> Excerpt:
·····

A recent study shows higher than normal activation of the prefrontal cortex during usual walking in patients with PD, an indicator of increased cortical control and reduced automaticity. An enhanced understanding of the neurochemistry underlying gait automaticity in PD will have implications for pharmacologic management of gait impairment in PD. If reduced gait automaticity is due to depressed central dopamine, then more aggressive dopaminergic strategies may be in order. On the other hand, if reduced gait automaticity is due to depressed central cholinergic tone (as the investigators hypothesize), then cholinergic strategies will be more effective for optimizing gait in PD. Few studies have explored the positive effects of cholinergic augmentation on gait and falls but none have examined its direct effects on gait automaticity.

·····

> Source material:
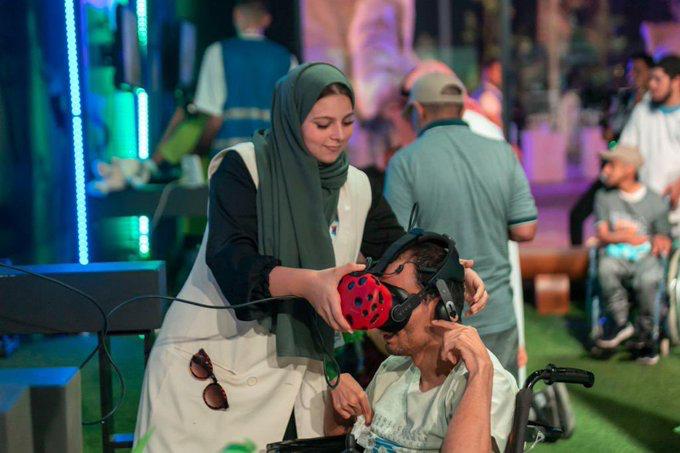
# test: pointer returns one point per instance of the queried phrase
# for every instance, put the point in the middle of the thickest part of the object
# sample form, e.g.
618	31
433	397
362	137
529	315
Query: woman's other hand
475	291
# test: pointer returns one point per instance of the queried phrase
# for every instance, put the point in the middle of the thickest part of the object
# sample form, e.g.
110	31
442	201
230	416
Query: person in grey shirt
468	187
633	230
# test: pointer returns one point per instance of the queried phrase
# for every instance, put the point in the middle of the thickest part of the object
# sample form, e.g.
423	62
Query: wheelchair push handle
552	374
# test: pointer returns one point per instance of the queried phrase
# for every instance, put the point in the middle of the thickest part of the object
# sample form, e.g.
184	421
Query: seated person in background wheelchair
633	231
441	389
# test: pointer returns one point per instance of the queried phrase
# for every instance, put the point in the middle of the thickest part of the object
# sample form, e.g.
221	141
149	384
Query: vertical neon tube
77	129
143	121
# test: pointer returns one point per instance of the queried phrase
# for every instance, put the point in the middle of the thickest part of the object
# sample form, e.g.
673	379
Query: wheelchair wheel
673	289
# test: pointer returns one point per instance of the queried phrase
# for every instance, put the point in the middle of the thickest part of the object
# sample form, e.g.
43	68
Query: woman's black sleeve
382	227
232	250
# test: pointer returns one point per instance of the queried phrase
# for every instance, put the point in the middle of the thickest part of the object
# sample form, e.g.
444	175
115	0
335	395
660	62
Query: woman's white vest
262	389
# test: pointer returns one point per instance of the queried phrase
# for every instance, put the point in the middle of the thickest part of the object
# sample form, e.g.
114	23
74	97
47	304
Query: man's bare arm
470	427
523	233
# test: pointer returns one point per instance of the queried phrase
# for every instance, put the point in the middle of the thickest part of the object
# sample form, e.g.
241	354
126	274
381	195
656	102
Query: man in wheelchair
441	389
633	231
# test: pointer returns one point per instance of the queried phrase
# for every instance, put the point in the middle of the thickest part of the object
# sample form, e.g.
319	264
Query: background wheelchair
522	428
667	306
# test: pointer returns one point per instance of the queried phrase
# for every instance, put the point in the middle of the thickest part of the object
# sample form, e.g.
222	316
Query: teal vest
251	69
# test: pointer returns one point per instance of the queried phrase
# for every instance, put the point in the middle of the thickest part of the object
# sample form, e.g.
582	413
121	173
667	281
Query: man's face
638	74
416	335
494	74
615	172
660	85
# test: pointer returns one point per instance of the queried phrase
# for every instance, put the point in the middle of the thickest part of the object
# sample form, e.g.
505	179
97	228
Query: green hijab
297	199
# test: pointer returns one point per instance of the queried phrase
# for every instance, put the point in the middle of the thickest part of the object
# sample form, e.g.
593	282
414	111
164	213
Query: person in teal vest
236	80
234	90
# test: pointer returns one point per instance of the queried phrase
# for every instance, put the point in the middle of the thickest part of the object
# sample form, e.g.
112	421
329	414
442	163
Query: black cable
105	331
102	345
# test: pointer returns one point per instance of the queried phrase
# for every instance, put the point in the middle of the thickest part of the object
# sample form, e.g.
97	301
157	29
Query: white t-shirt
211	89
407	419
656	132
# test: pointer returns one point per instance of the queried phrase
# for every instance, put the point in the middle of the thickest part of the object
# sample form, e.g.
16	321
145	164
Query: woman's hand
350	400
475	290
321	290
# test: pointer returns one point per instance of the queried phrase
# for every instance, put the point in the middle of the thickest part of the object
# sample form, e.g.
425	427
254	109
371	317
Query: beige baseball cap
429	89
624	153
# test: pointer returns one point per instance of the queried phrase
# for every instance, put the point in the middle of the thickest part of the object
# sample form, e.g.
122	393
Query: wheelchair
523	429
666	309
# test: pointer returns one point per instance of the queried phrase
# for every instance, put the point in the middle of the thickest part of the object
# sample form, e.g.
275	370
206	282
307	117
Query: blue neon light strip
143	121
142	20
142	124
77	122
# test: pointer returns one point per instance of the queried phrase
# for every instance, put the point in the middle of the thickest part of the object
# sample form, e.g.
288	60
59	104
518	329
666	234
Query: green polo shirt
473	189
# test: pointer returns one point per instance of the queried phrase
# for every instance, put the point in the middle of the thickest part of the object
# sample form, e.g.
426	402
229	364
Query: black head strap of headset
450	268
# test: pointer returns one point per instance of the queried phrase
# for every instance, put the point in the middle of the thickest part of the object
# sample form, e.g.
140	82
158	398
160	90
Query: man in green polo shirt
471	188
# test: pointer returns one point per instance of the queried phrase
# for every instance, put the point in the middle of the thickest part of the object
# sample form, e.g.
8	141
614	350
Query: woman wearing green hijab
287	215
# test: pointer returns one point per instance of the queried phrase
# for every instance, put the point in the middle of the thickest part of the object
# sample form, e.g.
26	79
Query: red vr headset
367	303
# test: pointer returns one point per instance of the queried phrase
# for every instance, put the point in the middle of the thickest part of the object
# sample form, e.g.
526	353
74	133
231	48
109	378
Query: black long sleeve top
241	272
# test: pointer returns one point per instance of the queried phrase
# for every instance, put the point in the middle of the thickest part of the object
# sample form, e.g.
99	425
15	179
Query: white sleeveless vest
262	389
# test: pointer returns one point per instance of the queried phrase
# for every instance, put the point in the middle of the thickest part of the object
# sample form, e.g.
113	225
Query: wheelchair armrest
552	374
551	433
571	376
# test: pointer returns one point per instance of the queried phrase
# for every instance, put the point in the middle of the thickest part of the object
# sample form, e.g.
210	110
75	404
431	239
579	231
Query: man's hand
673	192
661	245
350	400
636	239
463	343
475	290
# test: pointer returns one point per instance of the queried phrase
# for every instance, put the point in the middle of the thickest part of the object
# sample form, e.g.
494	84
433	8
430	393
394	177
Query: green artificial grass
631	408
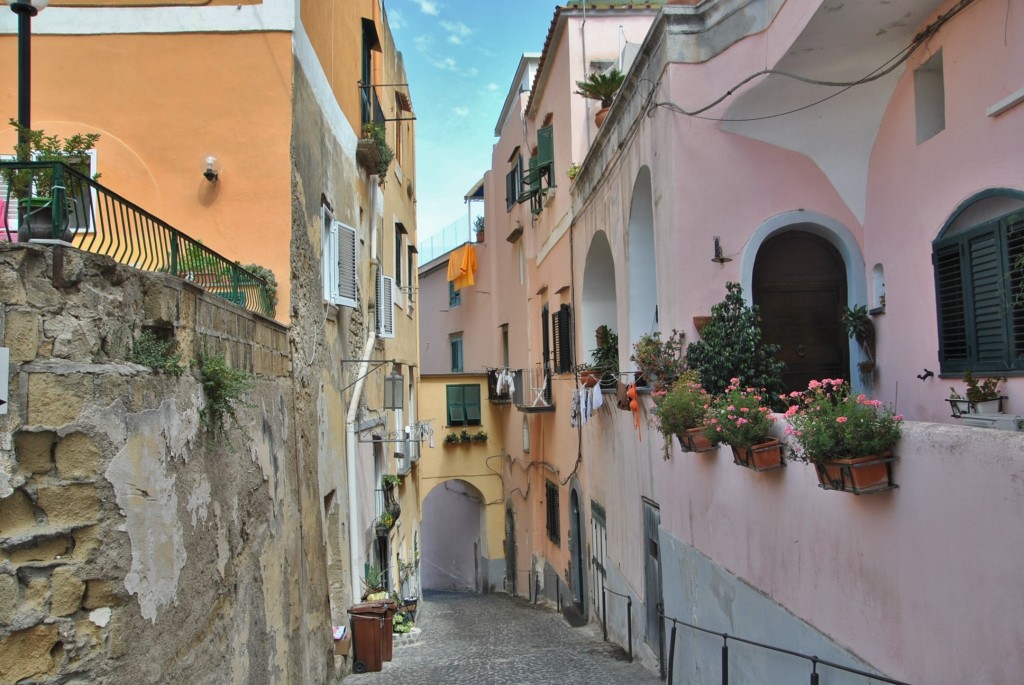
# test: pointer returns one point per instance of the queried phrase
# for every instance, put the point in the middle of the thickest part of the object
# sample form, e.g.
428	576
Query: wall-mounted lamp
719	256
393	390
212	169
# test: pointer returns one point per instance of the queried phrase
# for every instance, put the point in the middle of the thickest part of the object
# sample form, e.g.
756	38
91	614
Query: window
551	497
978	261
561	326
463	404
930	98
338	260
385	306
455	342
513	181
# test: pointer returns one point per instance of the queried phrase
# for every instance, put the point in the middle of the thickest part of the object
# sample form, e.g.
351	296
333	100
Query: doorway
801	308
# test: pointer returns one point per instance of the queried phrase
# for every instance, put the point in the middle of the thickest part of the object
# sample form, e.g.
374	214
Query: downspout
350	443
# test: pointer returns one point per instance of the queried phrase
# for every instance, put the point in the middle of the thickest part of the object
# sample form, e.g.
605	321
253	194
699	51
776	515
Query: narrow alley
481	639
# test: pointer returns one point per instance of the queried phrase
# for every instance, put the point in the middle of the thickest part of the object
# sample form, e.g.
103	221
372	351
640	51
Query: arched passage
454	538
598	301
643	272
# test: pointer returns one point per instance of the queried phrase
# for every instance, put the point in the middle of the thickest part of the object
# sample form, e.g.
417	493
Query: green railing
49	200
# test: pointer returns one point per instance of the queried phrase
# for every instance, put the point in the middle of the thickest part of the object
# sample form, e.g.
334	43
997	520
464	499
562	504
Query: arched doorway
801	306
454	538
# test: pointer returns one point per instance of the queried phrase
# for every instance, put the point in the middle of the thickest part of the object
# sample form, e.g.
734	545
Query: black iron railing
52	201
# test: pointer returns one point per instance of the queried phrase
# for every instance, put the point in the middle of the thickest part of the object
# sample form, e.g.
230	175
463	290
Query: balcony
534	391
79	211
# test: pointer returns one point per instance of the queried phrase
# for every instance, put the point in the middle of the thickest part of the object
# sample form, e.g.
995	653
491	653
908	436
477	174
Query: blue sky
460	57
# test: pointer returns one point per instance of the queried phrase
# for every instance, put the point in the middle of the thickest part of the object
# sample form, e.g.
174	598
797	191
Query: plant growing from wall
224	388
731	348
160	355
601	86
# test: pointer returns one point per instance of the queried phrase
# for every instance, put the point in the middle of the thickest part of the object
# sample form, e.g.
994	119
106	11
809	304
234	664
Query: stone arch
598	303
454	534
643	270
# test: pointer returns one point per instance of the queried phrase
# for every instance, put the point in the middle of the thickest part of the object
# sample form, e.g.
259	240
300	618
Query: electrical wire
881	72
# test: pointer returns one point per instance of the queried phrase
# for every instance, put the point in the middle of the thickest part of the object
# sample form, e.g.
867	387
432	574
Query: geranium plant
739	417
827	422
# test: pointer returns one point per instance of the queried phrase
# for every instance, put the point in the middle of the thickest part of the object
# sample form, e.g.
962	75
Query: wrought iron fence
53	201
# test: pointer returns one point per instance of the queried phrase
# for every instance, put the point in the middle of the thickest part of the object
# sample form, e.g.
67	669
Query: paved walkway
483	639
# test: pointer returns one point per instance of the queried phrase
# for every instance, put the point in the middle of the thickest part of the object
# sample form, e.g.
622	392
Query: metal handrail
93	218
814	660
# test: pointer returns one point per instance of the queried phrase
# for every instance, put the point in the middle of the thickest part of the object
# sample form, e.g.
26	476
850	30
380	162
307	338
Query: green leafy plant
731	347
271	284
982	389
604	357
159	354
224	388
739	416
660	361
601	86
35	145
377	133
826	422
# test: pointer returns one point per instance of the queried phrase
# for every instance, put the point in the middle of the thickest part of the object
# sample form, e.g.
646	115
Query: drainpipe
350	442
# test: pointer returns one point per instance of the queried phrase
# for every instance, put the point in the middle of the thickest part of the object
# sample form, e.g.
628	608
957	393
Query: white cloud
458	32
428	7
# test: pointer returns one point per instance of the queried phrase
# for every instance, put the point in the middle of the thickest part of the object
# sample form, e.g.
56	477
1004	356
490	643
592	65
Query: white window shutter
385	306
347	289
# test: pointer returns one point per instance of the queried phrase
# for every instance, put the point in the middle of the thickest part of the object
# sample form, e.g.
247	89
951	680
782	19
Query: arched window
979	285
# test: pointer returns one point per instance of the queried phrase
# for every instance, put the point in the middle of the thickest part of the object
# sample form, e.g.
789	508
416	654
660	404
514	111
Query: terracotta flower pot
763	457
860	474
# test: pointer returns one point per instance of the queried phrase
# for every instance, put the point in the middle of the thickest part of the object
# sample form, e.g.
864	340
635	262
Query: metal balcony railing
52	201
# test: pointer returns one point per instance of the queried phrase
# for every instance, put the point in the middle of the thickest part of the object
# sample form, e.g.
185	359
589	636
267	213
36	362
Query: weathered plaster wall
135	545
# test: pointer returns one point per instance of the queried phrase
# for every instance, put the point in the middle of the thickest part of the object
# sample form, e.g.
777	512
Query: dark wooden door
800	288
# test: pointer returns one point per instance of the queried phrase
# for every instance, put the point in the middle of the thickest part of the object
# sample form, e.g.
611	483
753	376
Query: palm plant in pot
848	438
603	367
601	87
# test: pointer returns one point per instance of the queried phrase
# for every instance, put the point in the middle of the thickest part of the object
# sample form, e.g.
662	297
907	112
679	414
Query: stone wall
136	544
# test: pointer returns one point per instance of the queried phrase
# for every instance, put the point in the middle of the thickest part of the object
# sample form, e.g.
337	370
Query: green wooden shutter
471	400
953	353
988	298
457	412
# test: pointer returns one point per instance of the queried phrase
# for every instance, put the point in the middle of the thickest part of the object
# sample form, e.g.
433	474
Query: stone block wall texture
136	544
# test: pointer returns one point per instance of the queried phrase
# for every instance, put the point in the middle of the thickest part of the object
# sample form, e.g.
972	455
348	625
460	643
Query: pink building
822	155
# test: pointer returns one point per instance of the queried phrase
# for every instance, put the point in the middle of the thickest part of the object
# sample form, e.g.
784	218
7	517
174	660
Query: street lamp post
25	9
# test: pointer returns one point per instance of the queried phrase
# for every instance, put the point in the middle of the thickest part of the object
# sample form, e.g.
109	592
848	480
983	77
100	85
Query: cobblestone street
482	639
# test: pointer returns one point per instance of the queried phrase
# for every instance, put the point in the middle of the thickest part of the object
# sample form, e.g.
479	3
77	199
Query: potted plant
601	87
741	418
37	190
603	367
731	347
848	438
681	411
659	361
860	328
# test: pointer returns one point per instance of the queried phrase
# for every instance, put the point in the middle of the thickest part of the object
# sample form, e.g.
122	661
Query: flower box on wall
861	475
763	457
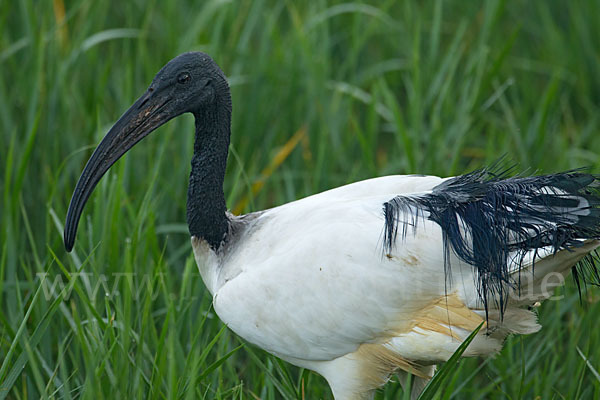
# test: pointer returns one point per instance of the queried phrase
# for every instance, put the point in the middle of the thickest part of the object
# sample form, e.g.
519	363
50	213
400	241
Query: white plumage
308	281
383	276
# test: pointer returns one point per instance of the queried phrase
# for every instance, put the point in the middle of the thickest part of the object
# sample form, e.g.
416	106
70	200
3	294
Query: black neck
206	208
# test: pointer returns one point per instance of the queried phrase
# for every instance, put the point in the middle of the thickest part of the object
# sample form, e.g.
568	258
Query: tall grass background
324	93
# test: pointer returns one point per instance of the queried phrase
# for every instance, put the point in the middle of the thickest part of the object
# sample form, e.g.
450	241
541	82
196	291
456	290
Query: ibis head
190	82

·····

> Your tasks:
1. Please say whether each statement below agrees with the excerpt on gait automaticity in PD, answering yes or no and quoting the words of the excerpt that decide it.
(a) The recent study found lower than normal activation of the prefrontal cortex during usual walking in patients with PD.
(b) The investigators hypothesize that reduced gait automaticity is due to depressed central cholinergic tone.
(c) Several studies have examined the direct effects of cholinergic augmentation on gait automaticity.
2. Write a few sentences that carry on the excerpt on gait automaticity in PD, starting right after its final sentence.

> Task results:
1.
(a) No: "higher than normal activation of the prefrontal cortex during usual walking in patients with PD"
(b) Yes: "if reduced gait automaticity is due to depressed central cholinergic tone (as the investigators hypothesize)"
(c) No: "none have examined its direct effects on gait automaticity"

2.
Aim I. Examine the effect of donepezil or levodopa on walking automaticity, as measured by prefrontal cortex activity while walking. This study will employ a double-blind, two-way crossover design in which 20 participants with idiopathic PD will be tested either after 14 days of placebo and their regular dose of levodopa or after 14 days of donepezil (5 mg/day oral) and their regular dose of levodopa. Levodopa doses are not determined or controlled by the investigators, as the recruited participants are already on levodopa specific to their own needs. The investigators will measure automaticity by measuring the activity of the prefrontal cortex while walking in single- and dual-task conditions with a wireless fNIRS system. The investigators predict that donepezil plus levodopa will decrease the prefrontal cortex activity, indicating more automaticity, during walking compared to placebo and levodopa.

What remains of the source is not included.